» Page excerpt:
We spoke to housing experts about where the remodeling industry’s headed in 2023.
For homeowners, much of the pandemic felt like a frenzy of house makeovers. Locked down with nowhere to go and sitting on record savings, Americans refurbished their bathrooms, created open-concept kitchens, spruced up their patios, added home offices, and finally got around to mending that fence — en masse. They overran Home Depot and Lowe’s and even fueled a shortage in lumber. “We saw remodeling and repair just skyrocket,” says Abbe Will, a senior research associate at Harvard’s Joint Center for Housing Studies.
Homeowners spent $337 billion in improvements and repairs in 2020, $368 billion in 2021, and are projected to shell out $427 billion by the end of this year, according to data from the Joint Center for Housing Studies. But with a potential recession on the horizon, does it still make sense to invest in remodeling your home?
Explosive growth in the home-remodeling sector is expected to slow in the coming year, Will says. Spending is expected to grow by only 6.5 percent over the 12-month period ending in the third quarter of 2023, compared to 17.8 percent during the same period a year before. Homeowners may feel pinched by inflation and concerned about an economic downturn, making them less likely to take on big home-improvement projects, she says.

» Problem set:
- a) Reproduce the part of the remodeling article between "For homeowners, much" and "Harvard’s Joint Center for Housing Studies.", inclusive.
- b) From the remodeling article, list each home project that Americans took on during the pandemic.

» Entries provided:
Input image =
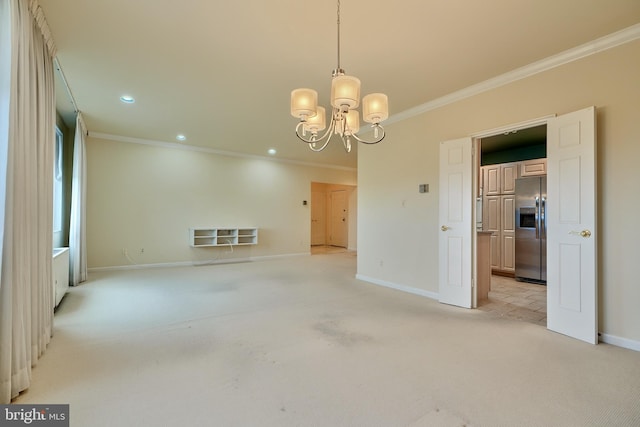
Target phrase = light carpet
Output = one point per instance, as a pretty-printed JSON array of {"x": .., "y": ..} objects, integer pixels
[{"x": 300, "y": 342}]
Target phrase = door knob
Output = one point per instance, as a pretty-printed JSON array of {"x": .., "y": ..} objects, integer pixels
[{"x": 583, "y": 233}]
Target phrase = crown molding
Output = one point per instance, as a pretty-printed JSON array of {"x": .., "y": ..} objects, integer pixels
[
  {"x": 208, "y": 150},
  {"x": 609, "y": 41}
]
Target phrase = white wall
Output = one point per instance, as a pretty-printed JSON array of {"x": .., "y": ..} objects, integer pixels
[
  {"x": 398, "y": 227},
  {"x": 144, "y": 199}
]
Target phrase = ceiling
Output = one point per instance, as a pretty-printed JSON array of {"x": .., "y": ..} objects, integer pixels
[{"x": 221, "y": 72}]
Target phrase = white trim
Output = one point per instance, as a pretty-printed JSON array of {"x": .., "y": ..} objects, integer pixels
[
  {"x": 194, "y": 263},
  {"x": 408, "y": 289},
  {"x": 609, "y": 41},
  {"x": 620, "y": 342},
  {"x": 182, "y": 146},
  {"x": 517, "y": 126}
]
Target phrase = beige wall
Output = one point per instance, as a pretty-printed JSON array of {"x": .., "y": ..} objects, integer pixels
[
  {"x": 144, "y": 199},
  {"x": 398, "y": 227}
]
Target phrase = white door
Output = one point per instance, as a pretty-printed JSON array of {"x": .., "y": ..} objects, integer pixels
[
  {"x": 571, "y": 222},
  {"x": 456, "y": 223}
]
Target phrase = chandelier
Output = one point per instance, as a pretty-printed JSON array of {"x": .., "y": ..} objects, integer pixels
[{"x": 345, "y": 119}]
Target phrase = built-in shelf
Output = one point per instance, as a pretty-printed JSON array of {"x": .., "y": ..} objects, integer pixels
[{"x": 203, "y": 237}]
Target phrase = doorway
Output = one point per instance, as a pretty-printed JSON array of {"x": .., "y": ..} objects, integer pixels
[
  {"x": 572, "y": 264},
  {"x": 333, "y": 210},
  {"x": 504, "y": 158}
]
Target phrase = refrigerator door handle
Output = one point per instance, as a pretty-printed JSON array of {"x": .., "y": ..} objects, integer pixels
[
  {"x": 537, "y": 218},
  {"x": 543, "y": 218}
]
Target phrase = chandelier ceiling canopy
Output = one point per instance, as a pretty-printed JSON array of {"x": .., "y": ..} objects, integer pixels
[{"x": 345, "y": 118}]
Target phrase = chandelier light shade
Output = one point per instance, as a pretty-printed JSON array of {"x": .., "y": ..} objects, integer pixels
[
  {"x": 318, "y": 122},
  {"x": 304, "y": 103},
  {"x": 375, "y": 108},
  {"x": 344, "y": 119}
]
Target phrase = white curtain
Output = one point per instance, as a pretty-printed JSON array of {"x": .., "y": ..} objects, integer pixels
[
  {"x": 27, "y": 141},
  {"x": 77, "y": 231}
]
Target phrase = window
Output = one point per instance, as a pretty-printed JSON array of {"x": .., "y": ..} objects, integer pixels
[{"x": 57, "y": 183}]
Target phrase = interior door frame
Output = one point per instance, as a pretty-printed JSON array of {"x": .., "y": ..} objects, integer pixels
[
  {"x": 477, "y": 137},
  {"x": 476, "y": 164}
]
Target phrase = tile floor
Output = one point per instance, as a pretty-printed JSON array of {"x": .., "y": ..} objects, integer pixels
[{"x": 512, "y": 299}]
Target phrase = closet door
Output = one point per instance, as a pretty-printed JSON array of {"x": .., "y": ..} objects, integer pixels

» Responses by item number:
- a)
For homeowners, much of the pandemic felt like a frenzy of house makeovers. Locked down with nowhere to go and sitting on record savings, Americans refurbished their bathrooms, created open-concept kitchens, spruced up their patios, added home offices, and finally got around to mending that fence — en masse. They overran Home Depot and Lowe’s and even fueled a shortage in lumber. “We saw remodeling and repair just skyrocket,” says Abbe Will, a senior research associate at Harvard’s Joint Center for Housing Studies.

- b)
- Refurbishing their bathrooms
- Creating open-concept kitchens
- Sprucing up their patios
- Adding home offices
- Mending that fence